◆ Exercise goal
Copy out each of the entries below word for word, keeping every line in its original order.
[Start]
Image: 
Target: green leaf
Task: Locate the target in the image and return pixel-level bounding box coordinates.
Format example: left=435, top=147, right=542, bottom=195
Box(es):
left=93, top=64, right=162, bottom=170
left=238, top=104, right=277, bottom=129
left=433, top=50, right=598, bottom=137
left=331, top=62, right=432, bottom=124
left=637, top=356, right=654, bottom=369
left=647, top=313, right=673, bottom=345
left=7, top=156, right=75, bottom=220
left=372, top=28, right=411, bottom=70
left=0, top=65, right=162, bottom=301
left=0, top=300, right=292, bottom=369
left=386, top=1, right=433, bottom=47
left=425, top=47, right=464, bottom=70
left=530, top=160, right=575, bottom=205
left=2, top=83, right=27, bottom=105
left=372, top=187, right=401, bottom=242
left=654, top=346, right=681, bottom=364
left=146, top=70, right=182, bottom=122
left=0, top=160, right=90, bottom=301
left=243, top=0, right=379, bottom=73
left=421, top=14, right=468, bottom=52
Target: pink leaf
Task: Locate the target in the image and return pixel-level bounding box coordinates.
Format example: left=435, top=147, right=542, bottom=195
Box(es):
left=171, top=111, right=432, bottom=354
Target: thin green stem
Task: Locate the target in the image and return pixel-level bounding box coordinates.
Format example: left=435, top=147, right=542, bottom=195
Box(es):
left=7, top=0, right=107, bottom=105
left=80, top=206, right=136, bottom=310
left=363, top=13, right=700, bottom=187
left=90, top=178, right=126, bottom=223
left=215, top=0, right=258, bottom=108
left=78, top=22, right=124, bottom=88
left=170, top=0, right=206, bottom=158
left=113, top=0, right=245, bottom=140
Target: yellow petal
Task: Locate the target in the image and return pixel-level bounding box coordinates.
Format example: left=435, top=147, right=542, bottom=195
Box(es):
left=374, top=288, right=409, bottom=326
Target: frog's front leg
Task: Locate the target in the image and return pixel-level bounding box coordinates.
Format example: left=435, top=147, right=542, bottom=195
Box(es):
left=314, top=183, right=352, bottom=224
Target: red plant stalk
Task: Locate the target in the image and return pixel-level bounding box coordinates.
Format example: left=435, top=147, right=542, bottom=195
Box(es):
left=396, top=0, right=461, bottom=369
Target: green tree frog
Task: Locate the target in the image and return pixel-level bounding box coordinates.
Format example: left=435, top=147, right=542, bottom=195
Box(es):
[End]
◆ Result of the exercise
Image: 
Target: green leaf
Task: Locate the target in the image and return pixel-level bounding box coordinates.
Format example: left=435, top=147, right=542, bottom=195
Box(es):
left=93, top=64, right=162, bottom=170
left=238, top=104, right=277, bottom=129
left=433, top=50, right=598, bottom=137
left=331, top=62, right=432, bottom=124
left=637, top=356, right=654, bottom=369
left=647, top=313, right=673, bottom=345
left=7, top=156, right=75, bottom=220
left=372, top=28, right=411, bottom=70
left=0, top=65, right=162, bottom=301
left=0, top=300, right=292, bottom=369
left=386, top=1, right=433, bottom=47
left=425, top=47, right=464, bottom=70
left=530, top=160, right=575, bottom=205
left=2, top=83, right=27, bottom=105
left=372, top=187, right=401, bottom=242
left=654, top=346, right=681, bottom=364
left=146, top=70, right=182, bottom=122
left=0, top=160, right=90, bottom=301
left=243, top=0, right=379, bottom=73
left=421, top=14, right=468, bottom=52
Target: pink leaf
Task: Locate the target in the image and return pixel-level bounding box coordinates.
Format example: left=435, top=147, right=542, bottom=195
Box(es):
left=171, top=111, right=432, bottom=354
Target: thin green stem
Task: Locate the target in the image and return pixel-level bounding box coordinates.
Format example: left=435, top=147, right=542, bottom=195
Box(es):
left=7, top=0, right=107, bottom=105
left=80, top=206, right=136, bottom=310
left=363, top=13, right=700, bottom=187
left=90, top=178, right=126, bottom=223
left=215, top=0, right=258, bottom=108
left=78, top=22, right=124, bottom=88
left=170, top=0, right=206, bottom=158
left=113, top=0, right=245, bottom=140
Target: yellow petal
Task: Locate the target in the image and return pixel-level bounding box coordinates.
Format example: left=435, top=147, right=542, bottom=195
Box(es):
left=374, top=288, right=409, bottom=326
Target: frog's front leg
Task: Locate the target in the image and return pixel-level bounding box coordinates.
Format example: left=435, top=147, right=542, bottom=195
Box(es):
left=314, top=183, right=352, bottom=224
Target: red plant stalk
Task: Locate the target in the image and return pixel-level bounding box coordinates.
Format example: left=435, top=147, right=542, bottom=195
Box(es):
left=396, top=0, right=461, bottom=369
Target: green tree frog
Task: Locate the target in the image and return pixel-level bounding box coordinates.
Format example: left=435, top=147, right=542, bottom=195
Box(es):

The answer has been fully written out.